=== TEXTO DE LECTURA ===
Dossier / Democracia, 40 años
14/11/2023
Democracia, 40 años
Algo más que parlamento
Por Diego Sztulwark
La administración de las “pequeñas muertes” de la democracia, como llama el autor a las crisis profundas vividas por el sistema, puede resultar muy ilustrativa del modo en que las fuerzas políticas y sociales se dan formas de conservación o restauración de un orden frágil puesto momentáneamente en suspenso, y cuya sobrevida debe garantizar algo más que su mera supervivencia si no quiere repetir las condiciones para esos colapsos.
“Las primeras llamadas a la puerta no obtuvieron respuesta directa, como de costumbre” Franz Kafka, El proceso.
===
Sintetice el texto en dos oraciones. Los registros constituyen un material independiente del texto.
=== LOS DATOS ===
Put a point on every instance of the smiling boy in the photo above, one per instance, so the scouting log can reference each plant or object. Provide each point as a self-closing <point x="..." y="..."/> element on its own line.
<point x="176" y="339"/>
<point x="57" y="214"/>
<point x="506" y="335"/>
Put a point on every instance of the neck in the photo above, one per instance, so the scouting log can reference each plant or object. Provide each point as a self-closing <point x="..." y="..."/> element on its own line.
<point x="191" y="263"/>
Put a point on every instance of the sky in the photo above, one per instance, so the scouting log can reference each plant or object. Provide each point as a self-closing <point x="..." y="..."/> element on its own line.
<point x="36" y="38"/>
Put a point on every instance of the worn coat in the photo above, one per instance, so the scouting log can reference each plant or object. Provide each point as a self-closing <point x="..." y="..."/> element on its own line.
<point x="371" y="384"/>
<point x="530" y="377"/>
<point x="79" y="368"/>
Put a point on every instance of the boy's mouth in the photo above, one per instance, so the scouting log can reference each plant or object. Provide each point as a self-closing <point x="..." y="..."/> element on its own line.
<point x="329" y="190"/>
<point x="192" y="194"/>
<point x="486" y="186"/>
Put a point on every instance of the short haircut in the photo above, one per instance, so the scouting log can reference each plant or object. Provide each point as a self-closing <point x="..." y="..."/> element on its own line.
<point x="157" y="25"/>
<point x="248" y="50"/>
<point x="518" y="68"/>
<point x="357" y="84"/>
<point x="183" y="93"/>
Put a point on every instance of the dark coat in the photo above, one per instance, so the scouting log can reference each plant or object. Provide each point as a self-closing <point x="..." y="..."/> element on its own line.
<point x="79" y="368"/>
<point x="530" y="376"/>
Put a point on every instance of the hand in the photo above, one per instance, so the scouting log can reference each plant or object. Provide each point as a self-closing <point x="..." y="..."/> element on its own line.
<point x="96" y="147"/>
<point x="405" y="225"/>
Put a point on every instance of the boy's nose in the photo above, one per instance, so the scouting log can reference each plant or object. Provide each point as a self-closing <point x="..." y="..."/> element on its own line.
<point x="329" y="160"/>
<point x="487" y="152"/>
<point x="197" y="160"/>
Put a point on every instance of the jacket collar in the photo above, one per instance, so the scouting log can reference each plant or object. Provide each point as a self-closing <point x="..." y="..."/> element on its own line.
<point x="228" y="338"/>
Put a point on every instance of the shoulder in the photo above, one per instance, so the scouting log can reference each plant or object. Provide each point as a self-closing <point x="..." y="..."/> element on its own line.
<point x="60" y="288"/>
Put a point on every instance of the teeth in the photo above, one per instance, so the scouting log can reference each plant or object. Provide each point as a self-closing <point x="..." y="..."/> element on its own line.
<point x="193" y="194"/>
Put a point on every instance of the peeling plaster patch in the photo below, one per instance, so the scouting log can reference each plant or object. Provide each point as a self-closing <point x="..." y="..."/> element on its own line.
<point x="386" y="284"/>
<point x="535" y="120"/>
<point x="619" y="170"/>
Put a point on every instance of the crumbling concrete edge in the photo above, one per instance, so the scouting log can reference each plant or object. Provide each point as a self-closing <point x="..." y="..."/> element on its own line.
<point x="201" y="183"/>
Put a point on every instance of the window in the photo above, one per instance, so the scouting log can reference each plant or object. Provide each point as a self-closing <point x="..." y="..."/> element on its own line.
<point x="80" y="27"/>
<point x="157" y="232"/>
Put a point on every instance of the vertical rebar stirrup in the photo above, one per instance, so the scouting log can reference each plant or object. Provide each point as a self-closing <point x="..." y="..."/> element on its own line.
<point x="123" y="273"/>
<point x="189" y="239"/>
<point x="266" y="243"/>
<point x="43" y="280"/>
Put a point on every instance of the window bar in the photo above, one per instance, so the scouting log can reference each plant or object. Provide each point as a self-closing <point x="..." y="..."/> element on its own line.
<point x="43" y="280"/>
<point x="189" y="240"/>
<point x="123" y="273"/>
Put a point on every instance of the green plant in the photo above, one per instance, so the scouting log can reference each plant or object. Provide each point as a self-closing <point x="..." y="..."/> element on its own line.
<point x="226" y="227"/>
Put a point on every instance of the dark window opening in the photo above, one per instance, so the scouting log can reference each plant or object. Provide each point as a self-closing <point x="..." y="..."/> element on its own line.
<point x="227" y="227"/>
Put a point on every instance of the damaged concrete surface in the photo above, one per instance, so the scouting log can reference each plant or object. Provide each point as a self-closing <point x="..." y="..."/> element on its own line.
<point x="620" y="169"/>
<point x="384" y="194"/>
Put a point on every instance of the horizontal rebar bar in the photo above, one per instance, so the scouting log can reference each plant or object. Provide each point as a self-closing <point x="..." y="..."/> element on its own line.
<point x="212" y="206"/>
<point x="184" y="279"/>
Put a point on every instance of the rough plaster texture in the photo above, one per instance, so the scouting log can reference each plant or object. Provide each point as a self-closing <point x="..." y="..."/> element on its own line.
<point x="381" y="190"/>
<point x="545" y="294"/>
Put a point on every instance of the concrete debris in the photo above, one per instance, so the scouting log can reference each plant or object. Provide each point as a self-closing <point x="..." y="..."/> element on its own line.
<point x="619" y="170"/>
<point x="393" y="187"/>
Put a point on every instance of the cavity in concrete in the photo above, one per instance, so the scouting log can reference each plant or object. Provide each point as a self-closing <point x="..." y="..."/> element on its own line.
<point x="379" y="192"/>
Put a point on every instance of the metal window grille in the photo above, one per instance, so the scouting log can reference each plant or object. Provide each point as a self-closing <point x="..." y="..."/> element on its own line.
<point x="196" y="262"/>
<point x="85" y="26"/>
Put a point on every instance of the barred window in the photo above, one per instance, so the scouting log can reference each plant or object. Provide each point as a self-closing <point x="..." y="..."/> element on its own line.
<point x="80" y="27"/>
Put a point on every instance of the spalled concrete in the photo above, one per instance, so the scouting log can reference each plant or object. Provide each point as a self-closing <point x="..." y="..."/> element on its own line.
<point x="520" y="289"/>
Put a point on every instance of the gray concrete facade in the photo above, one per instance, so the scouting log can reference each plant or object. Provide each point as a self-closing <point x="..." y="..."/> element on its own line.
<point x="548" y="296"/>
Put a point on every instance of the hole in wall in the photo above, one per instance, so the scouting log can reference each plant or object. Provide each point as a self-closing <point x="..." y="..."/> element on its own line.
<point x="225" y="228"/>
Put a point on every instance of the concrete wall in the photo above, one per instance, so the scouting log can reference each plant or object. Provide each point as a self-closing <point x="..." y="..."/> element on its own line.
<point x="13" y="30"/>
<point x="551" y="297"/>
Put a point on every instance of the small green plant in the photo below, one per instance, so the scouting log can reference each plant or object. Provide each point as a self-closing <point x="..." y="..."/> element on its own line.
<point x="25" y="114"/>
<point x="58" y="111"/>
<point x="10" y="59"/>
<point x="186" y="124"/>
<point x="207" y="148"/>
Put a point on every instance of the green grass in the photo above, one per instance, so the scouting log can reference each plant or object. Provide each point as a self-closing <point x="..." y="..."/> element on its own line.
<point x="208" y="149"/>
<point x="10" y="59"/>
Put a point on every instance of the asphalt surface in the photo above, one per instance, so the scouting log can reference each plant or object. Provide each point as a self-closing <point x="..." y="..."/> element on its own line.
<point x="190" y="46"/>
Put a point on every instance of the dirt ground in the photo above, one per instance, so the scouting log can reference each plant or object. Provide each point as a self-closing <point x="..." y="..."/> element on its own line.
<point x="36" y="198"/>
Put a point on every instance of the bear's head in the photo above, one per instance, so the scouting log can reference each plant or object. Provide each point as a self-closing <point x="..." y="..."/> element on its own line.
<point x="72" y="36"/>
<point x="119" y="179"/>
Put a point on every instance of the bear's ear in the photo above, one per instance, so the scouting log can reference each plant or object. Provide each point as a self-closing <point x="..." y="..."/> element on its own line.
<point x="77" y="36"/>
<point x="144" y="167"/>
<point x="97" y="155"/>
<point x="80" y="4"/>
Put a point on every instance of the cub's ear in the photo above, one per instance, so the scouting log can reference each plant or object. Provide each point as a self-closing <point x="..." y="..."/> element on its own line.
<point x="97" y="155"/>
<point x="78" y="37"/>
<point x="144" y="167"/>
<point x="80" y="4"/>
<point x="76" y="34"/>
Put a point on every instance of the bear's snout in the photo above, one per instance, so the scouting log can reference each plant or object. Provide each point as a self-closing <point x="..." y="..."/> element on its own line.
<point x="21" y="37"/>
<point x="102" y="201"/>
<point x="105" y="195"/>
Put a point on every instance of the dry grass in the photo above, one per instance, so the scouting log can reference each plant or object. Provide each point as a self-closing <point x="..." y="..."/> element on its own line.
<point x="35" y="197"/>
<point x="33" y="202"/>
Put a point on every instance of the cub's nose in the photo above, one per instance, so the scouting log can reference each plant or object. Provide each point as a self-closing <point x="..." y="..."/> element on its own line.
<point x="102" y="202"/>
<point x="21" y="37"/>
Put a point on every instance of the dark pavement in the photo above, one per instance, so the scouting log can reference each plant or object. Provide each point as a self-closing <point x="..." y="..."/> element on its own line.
===
== RESPUESTA ==
Bajo el título «Algo más que parlamento», Diego Sztulwark firma una pieza del dossier «Democracia, 40 años». Según la presentación, la administración de las «pequeñas muertes» de la democracia, nombre que el autor da a sus crisis profundas, puede ilustrar cómo las fuerzas políticas y sociales conservan o restauran un orden frágil momentáneamente suspendido, cuya sobrevida debe garantizar algo más que su mera supervivencia si no quiere repetir las condiciones de esos colapsos.